=== TASK TO CARRY OUT ===
In your copy, the records appear word for word and the pictures do not appear at all.

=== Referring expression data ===

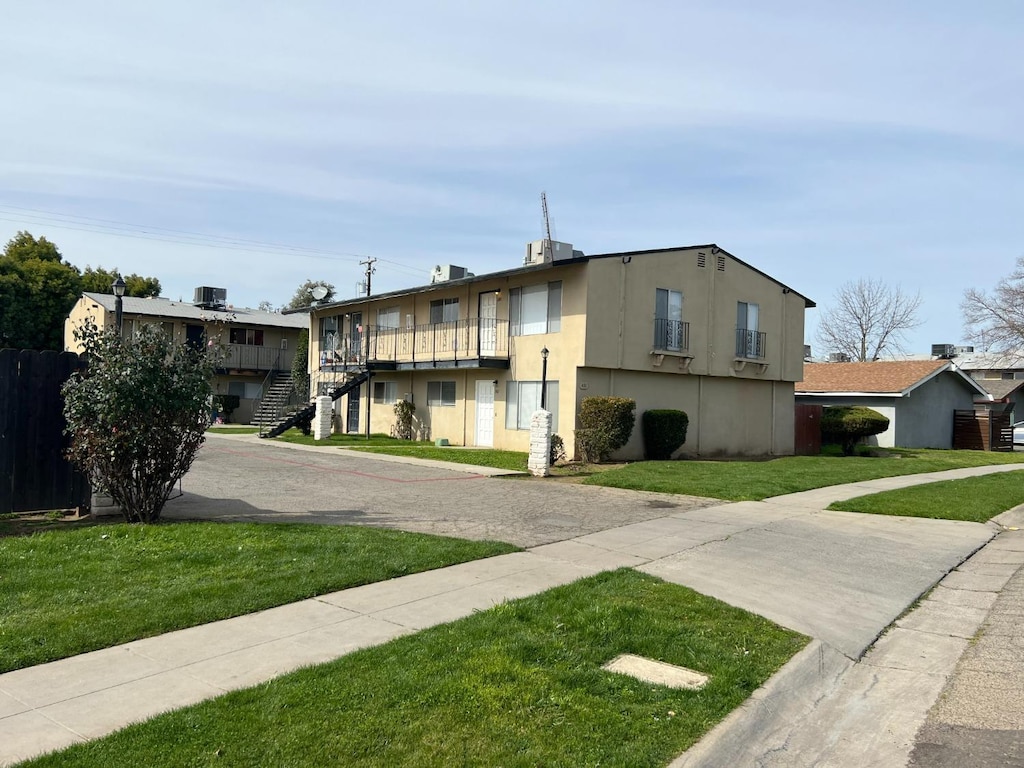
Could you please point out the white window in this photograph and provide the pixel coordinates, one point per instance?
(523, 397)
(536, 309)
(388, 317)
(669, 329)
(443, 310)
(750, 343)
(386, 392)
(440, 393)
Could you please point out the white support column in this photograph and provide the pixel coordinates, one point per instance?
(540, 443)
(322, 422)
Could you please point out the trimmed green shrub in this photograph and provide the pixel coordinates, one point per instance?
(664, 432)
(847, 425)
(557, 452)
(403, 412)
(605, 425)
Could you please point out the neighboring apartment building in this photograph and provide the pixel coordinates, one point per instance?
(689, 328)
(260, 345)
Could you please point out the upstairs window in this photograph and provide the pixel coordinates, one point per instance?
(249, 336)
(670, 332)
(443, 310)
(536, 309)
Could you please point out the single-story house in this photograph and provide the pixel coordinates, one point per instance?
(919, 397)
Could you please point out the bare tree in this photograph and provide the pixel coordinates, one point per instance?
(867, 320)
(995, 321)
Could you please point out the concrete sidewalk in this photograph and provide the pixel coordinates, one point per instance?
(839, 577)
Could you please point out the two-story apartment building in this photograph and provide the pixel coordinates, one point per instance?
(690, 328)
(260, 346)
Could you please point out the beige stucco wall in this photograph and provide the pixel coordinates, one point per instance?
(727, 416)
(621, 307)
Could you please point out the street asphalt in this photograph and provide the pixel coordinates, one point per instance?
(857, 695)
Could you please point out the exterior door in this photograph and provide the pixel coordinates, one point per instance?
(485, 413)
(488, 327)
(352, 423)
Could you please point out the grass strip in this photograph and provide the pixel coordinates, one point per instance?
(754, 480)
(972, 499)
(517, 685)
(67, 592)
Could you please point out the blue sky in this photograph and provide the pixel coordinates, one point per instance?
(255, 144)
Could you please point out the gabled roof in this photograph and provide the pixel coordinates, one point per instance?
(166, 308)
(578, 258)
(894, 378)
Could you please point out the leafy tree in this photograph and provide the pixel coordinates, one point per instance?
(995, 321)
(304, 294)
(99, 281)
(37, 290)
(300, 373)
(137, 415)
(867, 320)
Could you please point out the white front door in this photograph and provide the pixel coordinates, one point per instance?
(488, 326)
(485, 413)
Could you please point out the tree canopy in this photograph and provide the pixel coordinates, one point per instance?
(995, 321)
(37, 290)
(304, 294)
(867, 320)
(99, 281)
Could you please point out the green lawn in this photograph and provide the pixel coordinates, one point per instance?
(743, 480)
(66, 592)
(973, 499)
(517, 685)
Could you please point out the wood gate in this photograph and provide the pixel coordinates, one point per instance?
(807, 437)
(983, 430)
(34, 473)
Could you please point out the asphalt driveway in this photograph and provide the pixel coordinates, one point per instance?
(241, 477)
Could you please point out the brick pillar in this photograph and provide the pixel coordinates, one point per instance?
(540, 443)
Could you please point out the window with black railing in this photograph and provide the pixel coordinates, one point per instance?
(750, 344)
(672, 336)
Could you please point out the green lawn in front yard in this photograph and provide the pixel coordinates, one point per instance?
(67, 592)
(519, 684)
(973, 499)
(753, 480)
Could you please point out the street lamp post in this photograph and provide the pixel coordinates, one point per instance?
(544, 379)
(119, 291)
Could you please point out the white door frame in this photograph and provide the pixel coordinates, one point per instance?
(484, 413)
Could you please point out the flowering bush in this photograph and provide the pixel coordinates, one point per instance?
(137, 414)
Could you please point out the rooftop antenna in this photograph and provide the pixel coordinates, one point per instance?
(547, 226)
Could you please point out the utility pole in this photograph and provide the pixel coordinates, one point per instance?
(369, 263)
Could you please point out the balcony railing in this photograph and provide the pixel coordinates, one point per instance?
(671, 336)
(750, 344)
(251, 357)
(454, 341)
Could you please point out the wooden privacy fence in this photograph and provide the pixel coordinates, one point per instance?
(34, 473)
(982, 430)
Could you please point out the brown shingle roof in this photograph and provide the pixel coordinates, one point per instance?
(895, 376)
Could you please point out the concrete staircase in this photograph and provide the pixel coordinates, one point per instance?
(271, 406)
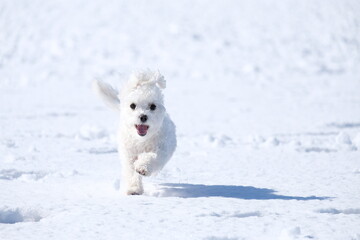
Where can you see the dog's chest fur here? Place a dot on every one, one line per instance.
(132, 146)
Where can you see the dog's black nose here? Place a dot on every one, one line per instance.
(143, 118)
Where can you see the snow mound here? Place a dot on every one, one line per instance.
(17, 215)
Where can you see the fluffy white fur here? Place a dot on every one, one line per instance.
(141, 155)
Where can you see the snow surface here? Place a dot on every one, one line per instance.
(265, 95)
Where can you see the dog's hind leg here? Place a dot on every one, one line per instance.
(131, 180)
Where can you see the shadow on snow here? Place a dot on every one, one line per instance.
(226, 191)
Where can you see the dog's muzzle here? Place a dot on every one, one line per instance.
(142, 129)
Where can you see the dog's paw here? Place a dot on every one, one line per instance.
(142, 170)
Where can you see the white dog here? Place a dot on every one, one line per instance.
(146, 133)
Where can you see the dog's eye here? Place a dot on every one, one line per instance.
(133, 106)
(152, 107)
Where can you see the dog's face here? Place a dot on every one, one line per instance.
(142, 111)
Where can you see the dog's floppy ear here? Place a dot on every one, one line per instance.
(107, 93)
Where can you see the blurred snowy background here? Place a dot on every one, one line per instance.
(264, 94)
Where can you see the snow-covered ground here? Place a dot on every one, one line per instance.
(265, 95)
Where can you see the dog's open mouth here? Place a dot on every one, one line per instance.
(142, 129)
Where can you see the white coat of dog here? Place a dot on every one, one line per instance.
(146, 134)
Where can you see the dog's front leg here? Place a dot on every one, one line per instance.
(131, 180)
(145, 164)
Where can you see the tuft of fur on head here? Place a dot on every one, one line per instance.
(143, 90)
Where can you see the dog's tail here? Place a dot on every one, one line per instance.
(108, 94)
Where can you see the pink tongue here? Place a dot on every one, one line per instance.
(142, 129)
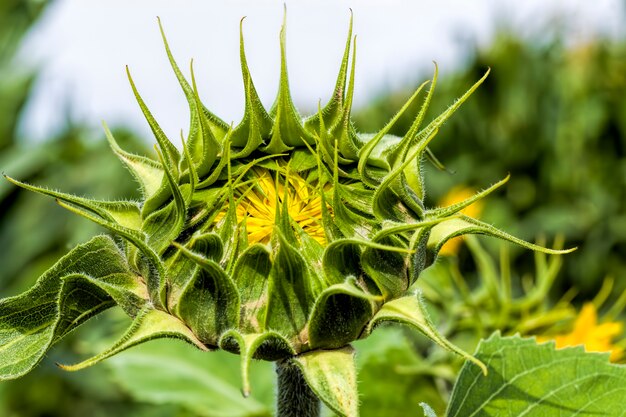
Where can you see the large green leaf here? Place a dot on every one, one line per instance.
(208, 384)
(531, 380)
(150, 324)
(62, 299)
(393, 379)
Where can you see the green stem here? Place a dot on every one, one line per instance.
(295, 398)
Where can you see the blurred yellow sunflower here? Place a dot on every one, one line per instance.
(594, 336)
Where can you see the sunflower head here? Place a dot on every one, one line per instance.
(281, 238)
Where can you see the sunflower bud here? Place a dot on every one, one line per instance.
(282, 238)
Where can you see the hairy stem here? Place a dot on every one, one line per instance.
(295, 398)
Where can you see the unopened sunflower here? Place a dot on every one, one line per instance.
(284, 238)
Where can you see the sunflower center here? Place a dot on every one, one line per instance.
(260, 203)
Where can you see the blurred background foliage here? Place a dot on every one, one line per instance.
(551, 113)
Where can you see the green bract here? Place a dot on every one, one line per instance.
(283, 238)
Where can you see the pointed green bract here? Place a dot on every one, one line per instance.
(332, 377)
(410, 310)
(284, 238)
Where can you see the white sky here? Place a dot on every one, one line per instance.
(83, 45)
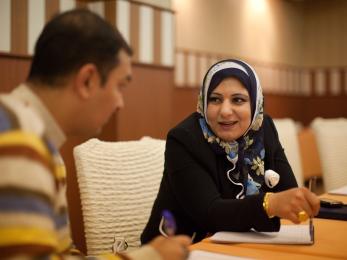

=== SOLUTION FOR THIS PROBLEM ===
Could you please point out the white window in this photograph and provide the pixel coordinates, one point per instance?
(523, 397)
(536, 309)
(388, 317)
(669, 329)
(443, 310)
(750, 343)
(386, 392)
(440, 393)
Could you please point out the white support column in this photograph and provide the pixel coordinates, one point per instance?
(540, 443)
(322, 422)
Could you please point out the trimmed green shrub in this photograph and provide the pixel coordinates, one point per instance?
(664, 432)
(847, 425)
(557, 452)
(403, 412)
(605, 425)
Could you please point out the neighboring apartment building in this photograph and provide the pixel coordinates, one point per instance?
(689, 328)
(260, 345)
Could you please point out the upstairs window in this photograph and provide the pixel coordinates, one point per instance?
(249, 336)
(670, 332)
(443, 310)
(536, 309)
Could you please point out the single-story house in this photograph and provide the pixel coordinates, one point per instance?
(919, 397)
Could you please point out the bare tree in this photograph and provide the pixel coordinates, one point per instance?
(867, 320)
(995, 321)
Could you please point out the concrete sidewalk in this photograph and provide the pixel coordinates, one point per instance?
(839, 577)
Could you please point out the two-story apartment building in this photograph and provide the pixel coordinates, one point per instance?
(690, 328)
(260, 346)
Could you please point out the beige stucco wall in this photograph and provide the pixel coordinates, one point per instance?
(727, 416)
(621, 307)
Could you please point out the street asphalt in this photograph and provide the pixel coordinates, one point per instance?
(857, 695)
Could you please point out the exterior door in this photograph and provide the pixel coordinates, one point per instance?
(485, 413)
(488, 327)
(352, 423)
Could you please point out the grass strip in this photograph and provide the pixel coordinates, one point per instance?
(754, 480)
(972, 499)
(517, 685)
(67, 592)
Could you please point out the blue sky in this photograph and provide the pixel coordinates, one point per instance?
(255, 144)
Could you please point out the gabled roof in this photograph and provide the pixel coordinates, one point per instance?
(166, 308)
(578, 258)
(894, 378)
Could you please point out the leafy tree in this photograph and provide the pixel coordinates, one point per instance?
(995, 321)
(304, 294)
(99, 281)
(37, 290)
(300, 373)
(137, 415)
(867, 320)
Could you please point out the white front door in this photograph and provide the pixel coordinates, one point per instance?
(488, 326)
(485, 413)
Could you please point out the tree canopy in this photograph and provide the pixel coordinates, one point per instance?
(995, 321)
(37, 290)
(304, 294)
(867, 320)
(99, 281)
Could you please point out the green lawn in this photograph and provide the pixel coordinates, one point per instance?
(743, 480)
(66, 592)
(973, 499)
(517, 685)
Could you please point out the wood gate in this photograph and provide the pixel coordinates, one point per instance?
(807, 437)
(983, 430)
(34, 473)
Could you please point out the asphalt driveway in this photograph and provide the pixel coordinates, one point per instance?
(241, 477)
Could you please point out the brick pillar in this photograph and provide the pixel coordinates, one point per instance?
(540, 443)
Could you please point out the window with black railing in this photograph and provide the pixel coordinates, one point per instance?
(750, 344)
(672, 336)
Could you please point out the green lawn in front yard in this photograph and provide the pixel coordinates, one point per instance?
(67, 592)
(519, 684)
(973, 499)
(753, 480)
Could you please point out the street lamp post in this photograph and provide the pixel coordinates, one point per instance?
(544, 379)
(119, 291)
Could you please point out the white door frame in this photograph and provide the pixel coordinates, one point per instance?
(484, 413)
Could you please point out the flowering bush in this photograph and provide the pixel coordinates, one point per instance?
(137, 414)
Could you please point out the rooftop antenna in this photograph and provide the pixel coordinates, one point per instance?
(547, 226)
Could you please point out the utility pole in this photograph and provide the pixel coordinates, one point per instance?
(369, 263)
Could you please point out the balcony railing in this photograph and provide the pixel coordinates, one point per instance?
(671, 336)
(750, 344)
(251, 357)
(454, 341)
Could you please point out the wooden privacy fence in this photograph and provide the pixel coordinates, one point per instance?
(34, 473)
(982, 430)
Could you please point out the brown shingle roof in this photograph and provide the pixel coordinates, one point per instance?
(895, 376)
Could you please point out the concrete staircase in this photograph and provide the pixel coordinates, one point per instance?
(271, 406)
Where can you see the dog's chest fur here? Place a dot on every one, one line per instance.
(132, 146)
Where can you see the dog's black nose here? Place a dot on every one, one line per instance.
(143, 118)
Where can you see the snow mound here? Place a dot on every one, one line per instance.
(17, 215)
Where can you see the fluffy white fur here? Place a dot on every one, one line per instance.
(141, 155)
Where can you see the snow surface here? Place a dot on every one, one line per instance.
(265, 95)
Where can you see the dog's hind leg here? Place a dot on every one, one line per instance.
(131, 180)
Where can you see the shadow on snow here? Place a dot on every one, one line per instance.
(226, 191)
Where can you see the dog's muzzle here? Place a dot on every one, one line per instance.
(142, 129)
Where can you see the dog's paw here? Place a dot on every one, one line per instance.
(142, 170)
Where can you see the white dog here? Place a dot on every one, one line per instance.
(146, 133)
Where can you see the dog's eye here? Place a dot on every one, one line per instance.
(133, 106)
(152, 107)
Where can you see the dog's face here? Place a dot on every one, one line per instance.
(142, 111)
Where can you see the dog's floppy ear here? Place a dot on every one, one line per instance.
(107, 93)
Where can you see the blurred snowy background here? Place a dot on every one, one line per instance.
(264, 94)
Where can you see the snow-covered ground here? Place a dot on every one, one line per instance.
(265, 95)
Where can you see the dog's open mouth here? Place a dot on every one, one line per instance.
(142, 129)
Where can you see the white coat of dog here? Place a dot on every one, one line per instance.
(146, 134)
Where can you see the dog's front leg here? Place a dot on every one, one line per instance.
(131, 180)
(145, 164)
Where can you see the tuft of fur on head here? Place a dot on every one, one line per instance.
(143, 90)
Where can you see the dog's tail here? Place a dot on every one, one line per instance.
(108, 94)
Where can you see the pink tongue here? Place a dot on every one, one line per instance.
(142, 129)
Where can you see the large green leaf here? Place a dot on every one, one line per instance.
(208, 384)
(531, 380)
(150, 324)
(62, 299)
(393, 379)
Where can you see the green stem here? Place a dot on every one, one line per instance.
(295, 398)
Where can you see the blurred yellow sunflower here? Place a dot on every one, one line per instance.
(594, 336)
Where can you see the sunflower head here? Place a dot on every one, one line per instance.
(281, 238)
Where can you see the sunflower bud here? Place a dot on every one, one line per instance.
(282, 238)
Where can you see the hairy stem here? Place a dot on every one, one line per instance.
(295, 398)
Where can you see the unopened sunflower here? Place a dot on every one, one line per instance.
(284, 238)
Where can you see the sunflower center here? Place a dot on every one, one line per instance.
(260, 203)
Where can you see the blurred background foliage here? Place a dot on every one, one line per instance.
(551, 113)
Where can you see the green bract here? Place a dot on every one, one line per instance.
(283, 238)
Where can you see the pointed green bract here? Place a dot on every one, one line per instance.
(332, 377)
(410, 310)
(284, 238)
Where can you see the white sky here? Place a dot on every one, one line per instance.
(83, 45)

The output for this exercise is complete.